## Parts of the exercise
A) According to the article about the Minnesota couple's cruise quarantine, where did the couple begin their second, 14-day quarantine?
B) From the article about the Minnesota couple's cruise quarantine, return the passage that begins at the words "While the couple" and ends after "a bio-containment unit.".

EDEN PRAIRIE, Minn. — A 15-day cruise led to two extended coronavirus quarantines for a Minnesota couple.
Amy Ellefson and Ron Hildeen left Eden Prairie in January to take part in a Diamond Princess cruise that departed from Yokohama, Japan on January 20th. Just before their scheduled return, the crew learned that a passenger had tested positive for the coronavirus.
"That's when things started falling apart," Ellefson said.
On February 4th, the ship went into quarantine. Passengers were told to remain in their cabins for most of the day. If they ventured out they wore masks and kept several feet from one another.
"It was kind of scary," Hildeen said. "It was like some kind of ghost ship or something, you wonder where all the people went?"
The crew handed out masks and thermometers and delivered meals to the cabins. The rooms had cable/movies and wifi, and the couple says they also kept occupied with cards and other games.
"You appreciate the small things like two chairs, a window, coffee," Ellefson said. "At the time, more and more people on the ship tested positive for the coronavirus. Those people were taken off the ship to hospitals in Japan and the rest of us were still in quarantine."
After 12 days the couple learned that they'd finally be able to leave the ship and return to the United States. Though they were happy to be heading back, they say the 8 hour wait, followed by a 12 hour flight on a converted cargo plane was the roughest part of the trip.
"There's no windows to see out, it's like flying this giant barn," Hildeen said. "They had four porta-potties, two of which didn't work, two of which smelled like they didn't work."
Still, they were soon grateful not to be sitting in isolation chambers at the front of the plane, which, according to NBC news, were used to transport 14 fellow Americans showing symptoms of the virus.
"In a way it was comforting to know that they were going to greater lengths to try and protect us," Hildeen said.
The couple has now started a second, 14-day quarantine at Travis Air Force Base in California.
"They put up a chain link fence around our compound, so we are locked in," Ellefson said. "We've been taking our temperature three times a day, they gave us a thermometer and we have never had a fever."
That's one thing that they hope doesn't change any time soon.
"It's a long haul," Ellefson said.
"But if you've gotta be away from Minnesota, I can't think of any better months than January and February," Hildeen added.
While the couple waits out the virus in California, the passengers showing symptoms of the virus are now at the University of Nebraska Medical Center in Omaha for two weeks of medical evaluation. The most serious case is inside a bio-containment unit.

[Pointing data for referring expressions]
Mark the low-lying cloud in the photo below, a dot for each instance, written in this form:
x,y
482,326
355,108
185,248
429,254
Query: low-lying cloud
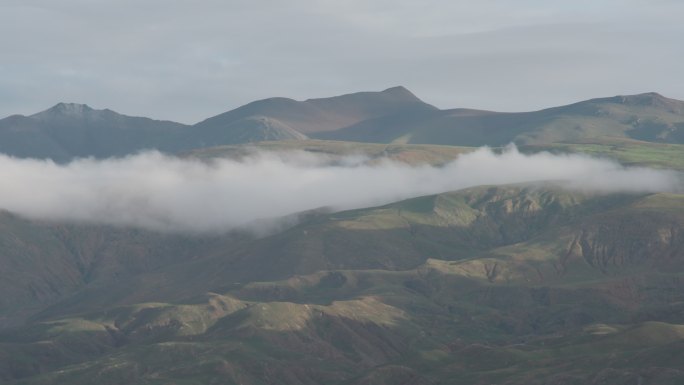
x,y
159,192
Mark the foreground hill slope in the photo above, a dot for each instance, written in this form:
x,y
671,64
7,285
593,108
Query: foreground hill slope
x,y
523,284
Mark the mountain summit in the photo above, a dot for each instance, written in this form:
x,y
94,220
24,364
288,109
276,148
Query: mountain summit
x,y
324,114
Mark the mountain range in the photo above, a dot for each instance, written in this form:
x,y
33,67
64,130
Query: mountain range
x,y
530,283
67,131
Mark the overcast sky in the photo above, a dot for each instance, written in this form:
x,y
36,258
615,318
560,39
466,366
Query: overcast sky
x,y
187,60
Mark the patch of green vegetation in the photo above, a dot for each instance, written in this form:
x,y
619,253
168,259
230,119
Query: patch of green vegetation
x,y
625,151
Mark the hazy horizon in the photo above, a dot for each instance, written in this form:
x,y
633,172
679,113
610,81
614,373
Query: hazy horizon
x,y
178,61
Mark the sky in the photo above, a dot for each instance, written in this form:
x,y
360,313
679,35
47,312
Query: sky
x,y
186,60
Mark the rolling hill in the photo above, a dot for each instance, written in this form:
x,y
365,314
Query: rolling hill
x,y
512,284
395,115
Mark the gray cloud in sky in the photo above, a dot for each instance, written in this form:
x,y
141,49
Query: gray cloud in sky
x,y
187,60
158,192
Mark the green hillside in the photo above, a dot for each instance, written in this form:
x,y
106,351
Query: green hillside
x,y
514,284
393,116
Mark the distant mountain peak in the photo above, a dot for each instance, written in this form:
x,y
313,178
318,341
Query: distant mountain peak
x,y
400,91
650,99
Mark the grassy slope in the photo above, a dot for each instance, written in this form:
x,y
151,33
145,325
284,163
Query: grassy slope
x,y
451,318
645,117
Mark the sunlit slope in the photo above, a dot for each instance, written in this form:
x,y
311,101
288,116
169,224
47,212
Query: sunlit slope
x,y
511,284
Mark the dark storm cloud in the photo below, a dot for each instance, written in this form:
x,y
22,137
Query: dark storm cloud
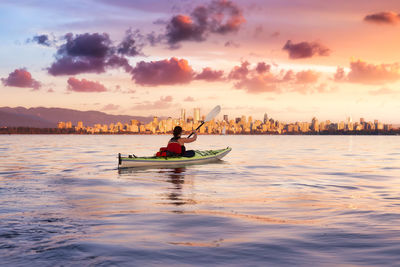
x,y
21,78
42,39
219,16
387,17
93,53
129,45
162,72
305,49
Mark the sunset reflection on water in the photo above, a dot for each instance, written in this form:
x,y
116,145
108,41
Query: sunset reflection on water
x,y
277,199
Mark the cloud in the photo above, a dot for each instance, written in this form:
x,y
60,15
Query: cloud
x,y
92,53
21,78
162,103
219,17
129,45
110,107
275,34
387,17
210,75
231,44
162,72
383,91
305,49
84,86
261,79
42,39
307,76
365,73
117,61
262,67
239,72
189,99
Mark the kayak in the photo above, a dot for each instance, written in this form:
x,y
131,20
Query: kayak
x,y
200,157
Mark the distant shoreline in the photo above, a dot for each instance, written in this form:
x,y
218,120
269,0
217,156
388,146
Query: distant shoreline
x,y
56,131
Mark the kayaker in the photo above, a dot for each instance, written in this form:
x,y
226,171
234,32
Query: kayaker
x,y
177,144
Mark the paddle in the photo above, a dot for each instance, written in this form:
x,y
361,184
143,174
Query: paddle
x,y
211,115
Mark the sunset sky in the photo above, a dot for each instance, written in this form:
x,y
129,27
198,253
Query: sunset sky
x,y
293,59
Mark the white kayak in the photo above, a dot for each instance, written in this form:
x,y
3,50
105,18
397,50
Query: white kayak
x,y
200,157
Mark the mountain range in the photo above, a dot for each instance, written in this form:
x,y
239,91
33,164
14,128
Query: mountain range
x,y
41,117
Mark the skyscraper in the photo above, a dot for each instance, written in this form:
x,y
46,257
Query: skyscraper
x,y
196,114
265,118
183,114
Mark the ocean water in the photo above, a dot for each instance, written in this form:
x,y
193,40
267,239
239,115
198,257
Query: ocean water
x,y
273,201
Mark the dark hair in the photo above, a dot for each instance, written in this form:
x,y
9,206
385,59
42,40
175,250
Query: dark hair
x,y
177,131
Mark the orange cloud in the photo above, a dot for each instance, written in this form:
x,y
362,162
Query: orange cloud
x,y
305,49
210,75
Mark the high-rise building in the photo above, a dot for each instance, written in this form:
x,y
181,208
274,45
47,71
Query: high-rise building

## Answer set
A) Travis Air Force Base in California.

B)
While the couple waits out the virus in California, the passengers showing symptoms of the virus are now at the University of Nebraska Medical Center in Omaha for two weeks of medical evaluation. The most serious case is inside a bio-containment unit.